● WHAT YOU HAVE TO DO
Extract every line starting at the line that contains "the deer neck" and ending with the final line of the data, inclusive; give only those lines, word for word.

● GIVEN RECORDS
★ ★ ★ ★

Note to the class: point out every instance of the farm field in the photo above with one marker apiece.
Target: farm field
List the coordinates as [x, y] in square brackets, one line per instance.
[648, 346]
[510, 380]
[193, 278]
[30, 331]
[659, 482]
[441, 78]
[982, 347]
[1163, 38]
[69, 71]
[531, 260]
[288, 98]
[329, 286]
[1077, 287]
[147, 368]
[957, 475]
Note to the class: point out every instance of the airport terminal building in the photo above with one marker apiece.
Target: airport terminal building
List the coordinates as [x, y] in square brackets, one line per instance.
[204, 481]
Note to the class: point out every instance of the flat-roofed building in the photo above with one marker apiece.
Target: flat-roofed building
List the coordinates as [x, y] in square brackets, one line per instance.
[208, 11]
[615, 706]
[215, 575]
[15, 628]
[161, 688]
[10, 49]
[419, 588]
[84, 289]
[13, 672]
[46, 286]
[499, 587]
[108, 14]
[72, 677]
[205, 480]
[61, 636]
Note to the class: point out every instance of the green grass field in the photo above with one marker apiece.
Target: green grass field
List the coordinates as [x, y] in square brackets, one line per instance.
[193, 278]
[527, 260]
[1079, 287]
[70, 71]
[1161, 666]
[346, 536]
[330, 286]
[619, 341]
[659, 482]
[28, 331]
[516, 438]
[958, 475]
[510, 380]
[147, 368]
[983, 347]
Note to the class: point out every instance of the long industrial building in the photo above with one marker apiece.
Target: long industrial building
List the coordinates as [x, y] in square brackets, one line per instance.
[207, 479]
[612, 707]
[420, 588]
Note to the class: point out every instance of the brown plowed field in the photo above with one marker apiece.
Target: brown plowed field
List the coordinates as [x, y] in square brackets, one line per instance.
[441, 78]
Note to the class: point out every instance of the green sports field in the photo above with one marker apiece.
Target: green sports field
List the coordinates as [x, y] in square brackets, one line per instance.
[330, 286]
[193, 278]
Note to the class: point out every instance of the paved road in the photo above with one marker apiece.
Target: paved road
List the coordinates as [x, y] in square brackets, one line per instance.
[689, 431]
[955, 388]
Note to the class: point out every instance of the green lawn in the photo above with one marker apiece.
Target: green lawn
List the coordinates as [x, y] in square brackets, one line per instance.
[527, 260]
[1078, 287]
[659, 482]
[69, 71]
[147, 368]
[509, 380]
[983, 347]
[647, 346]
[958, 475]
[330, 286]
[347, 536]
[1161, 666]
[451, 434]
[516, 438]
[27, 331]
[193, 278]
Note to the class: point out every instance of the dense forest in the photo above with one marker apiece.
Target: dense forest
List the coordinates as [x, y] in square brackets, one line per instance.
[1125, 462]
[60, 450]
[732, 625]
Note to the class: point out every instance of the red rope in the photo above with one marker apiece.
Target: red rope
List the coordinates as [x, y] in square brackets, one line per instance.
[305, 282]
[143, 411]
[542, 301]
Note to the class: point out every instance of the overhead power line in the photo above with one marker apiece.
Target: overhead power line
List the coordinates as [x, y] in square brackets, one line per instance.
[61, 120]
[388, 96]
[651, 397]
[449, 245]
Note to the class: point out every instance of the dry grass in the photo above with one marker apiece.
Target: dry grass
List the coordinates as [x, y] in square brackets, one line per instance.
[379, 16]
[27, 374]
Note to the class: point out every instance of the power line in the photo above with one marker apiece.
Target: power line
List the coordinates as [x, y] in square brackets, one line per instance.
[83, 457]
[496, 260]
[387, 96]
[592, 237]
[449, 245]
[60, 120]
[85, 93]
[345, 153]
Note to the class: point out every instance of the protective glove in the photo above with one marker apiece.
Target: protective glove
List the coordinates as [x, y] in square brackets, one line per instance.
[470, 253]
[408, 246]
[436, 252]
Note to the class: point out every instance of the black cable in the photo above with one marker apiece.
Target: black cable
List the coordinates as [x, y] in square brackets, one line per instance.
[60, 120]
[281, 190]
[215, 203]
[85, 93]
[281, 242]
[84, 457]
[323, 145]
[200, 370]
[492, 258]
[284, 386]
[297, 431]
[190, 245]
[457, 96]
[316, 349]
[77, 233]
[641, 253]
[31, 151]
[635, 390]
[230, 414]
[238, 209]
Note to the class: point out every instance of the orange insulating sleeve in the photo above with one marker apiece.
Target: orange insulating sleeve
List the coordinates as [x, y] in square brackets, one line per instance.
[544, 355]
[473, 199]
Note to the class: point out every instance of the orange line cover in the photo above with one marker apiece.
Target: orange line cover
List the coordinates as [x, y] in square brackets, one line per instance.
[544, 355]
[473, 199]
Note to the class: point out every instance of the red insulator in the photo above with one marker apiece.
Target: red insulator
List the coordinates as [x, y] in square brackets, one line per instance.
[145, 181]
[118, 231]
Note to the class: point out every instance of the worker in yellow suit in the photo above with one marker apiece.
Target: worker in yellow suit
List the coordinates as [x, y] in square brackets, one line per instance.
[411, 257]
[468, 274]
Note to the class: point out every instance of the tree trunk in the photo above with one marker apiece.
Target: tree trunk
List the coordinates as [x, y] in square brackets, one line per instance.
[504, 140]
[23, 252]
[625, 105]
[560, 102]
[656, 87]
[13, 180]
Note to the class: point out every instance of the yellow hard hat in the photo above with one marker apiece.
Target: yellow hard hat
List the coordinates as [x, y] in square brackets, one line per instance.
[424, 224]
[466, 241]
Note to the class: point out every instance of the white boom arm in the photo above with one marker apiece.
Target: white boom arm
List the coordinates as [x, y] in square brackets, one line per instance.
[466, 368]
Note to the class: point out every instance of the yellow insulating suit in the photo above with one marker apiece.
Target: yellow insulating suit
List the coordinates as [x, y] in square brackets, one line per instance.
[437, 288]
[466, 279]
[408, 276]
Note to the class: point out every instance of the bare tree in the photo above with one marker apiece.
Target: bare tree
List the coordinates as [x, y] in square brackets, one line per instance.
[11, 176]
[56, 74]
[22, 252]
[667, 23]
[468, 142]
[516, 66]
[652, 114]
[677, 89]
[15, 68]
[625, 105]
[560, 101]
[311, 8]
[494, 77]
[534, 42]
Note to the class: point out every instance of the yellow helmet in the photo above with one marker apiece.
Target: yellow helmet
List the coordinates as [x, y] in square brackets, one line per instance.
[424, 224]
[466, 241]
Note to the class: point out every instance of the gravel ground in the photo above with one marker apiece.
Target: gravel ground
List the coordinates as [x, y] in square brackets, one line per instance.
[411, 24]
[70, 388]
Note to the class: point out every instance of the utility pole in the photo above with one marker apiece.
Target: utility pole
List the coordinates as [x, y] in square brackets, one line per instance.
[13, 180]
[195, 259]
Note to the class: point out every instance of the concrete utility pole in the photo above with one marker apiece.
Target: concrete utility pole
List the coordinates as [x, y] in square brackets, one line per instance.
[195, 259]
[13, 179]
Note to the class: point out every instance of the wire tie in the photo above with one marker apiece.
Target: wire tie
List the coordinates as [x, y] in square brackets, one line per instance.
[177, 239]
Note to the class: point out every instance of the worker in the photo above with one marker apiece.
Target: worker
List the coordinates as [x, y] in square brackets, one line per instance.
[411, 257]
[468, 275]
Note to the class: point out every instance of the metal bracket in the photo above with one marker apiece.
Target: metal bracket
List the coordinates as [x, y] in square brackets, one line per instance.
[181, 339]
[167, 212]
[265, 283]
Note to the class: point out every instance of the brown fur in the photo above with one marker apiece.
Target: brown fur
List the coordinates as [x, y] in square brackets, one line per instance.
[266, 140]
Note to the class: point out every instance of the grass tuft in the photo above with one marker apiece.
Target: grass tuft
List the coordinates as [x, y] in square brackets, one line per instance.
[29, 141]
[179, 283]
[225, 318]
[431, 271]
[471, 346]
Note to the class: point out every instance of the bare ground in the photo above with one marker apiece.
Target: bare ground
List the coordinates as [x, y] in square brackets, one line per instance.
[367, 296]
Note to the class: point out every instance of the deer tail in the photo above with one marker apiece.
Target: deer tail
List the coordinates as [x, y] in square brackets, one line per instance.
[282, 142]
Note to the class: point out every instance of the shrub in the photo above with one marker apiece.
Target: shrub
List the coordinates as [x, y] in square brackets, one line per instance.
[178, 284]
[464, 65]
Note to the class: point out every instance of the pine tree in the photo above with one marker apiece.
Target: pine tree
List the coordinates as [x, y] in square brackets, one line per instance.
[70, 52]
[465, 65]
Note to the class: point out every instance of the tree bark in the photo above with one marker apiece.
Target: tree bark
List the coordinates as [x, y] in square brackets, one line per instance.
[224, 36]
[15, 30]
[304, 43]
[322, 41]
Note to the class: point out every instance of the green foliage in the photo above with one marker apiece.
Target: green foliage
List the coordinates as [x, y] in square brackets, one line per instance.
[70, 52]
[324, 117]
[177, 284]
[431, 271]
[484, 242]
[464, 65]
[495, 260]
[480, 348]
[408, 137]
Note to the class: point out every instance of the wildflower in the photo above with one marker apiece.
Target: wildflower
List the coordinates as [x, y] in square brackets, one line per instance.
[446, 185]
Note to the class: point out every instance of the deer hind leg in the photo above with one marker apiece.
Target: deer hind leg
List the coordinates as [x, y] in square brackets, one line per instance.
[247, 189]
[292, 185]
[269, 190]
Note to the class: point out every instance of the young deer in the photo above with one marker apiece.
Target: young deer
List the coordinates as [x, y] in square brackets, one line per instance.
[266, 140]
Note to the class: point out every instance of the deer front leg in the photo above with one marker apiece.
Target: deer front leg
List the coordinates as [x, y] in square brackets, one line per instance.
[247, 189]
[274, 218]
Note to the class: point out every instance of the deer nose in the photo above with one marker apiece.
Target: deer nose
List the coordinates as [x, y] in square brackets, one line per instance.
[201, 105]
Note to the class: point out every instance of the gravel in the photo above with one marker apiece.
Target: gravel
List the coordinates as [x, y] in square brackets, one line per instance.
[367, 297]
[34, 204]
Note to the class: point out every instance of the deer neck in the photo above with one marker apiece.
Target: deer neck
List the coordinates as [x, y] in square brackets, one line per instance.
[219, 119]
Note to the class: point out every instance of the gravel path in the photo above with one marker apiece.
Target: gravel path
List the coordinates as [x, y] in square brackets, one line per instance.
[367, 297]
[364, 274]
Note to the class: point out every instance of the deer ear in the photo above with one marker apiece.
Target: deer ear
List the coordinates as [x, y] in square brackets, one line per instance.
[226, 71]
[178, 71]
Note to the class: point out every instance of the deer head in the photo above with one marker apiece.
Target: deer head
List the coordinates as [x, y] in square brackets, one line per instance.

★ ★ ★ ★

● ANSWER TO THE TASK
Note to the class: point out every instance of the deer neck in the photo above with one marker apiece.
Target: deer neck
List the coordinates as [x, y] in square brackets, one line per instance.
[219, 119]
Note to the class: point out every instance of the gravel path in the photo above with one marker apiece.
Target: gravel path
List the coordinates as [x, y] in square brackets, one line per instance.
[367, 297]
[364, 274]
Note to the class: point out every instance of the deer ear in the photo above with one marker apiece.
Target: deer ear
List the coordinates as [x, y] in square brackets, one line per instance.
[226, 71]
[178, 71]
Note to the class: point out every instance of the deer head in the photo above with one marker apiece.
Target: deer head
List the coordinates as [x, y] in square brackets, one line per instance.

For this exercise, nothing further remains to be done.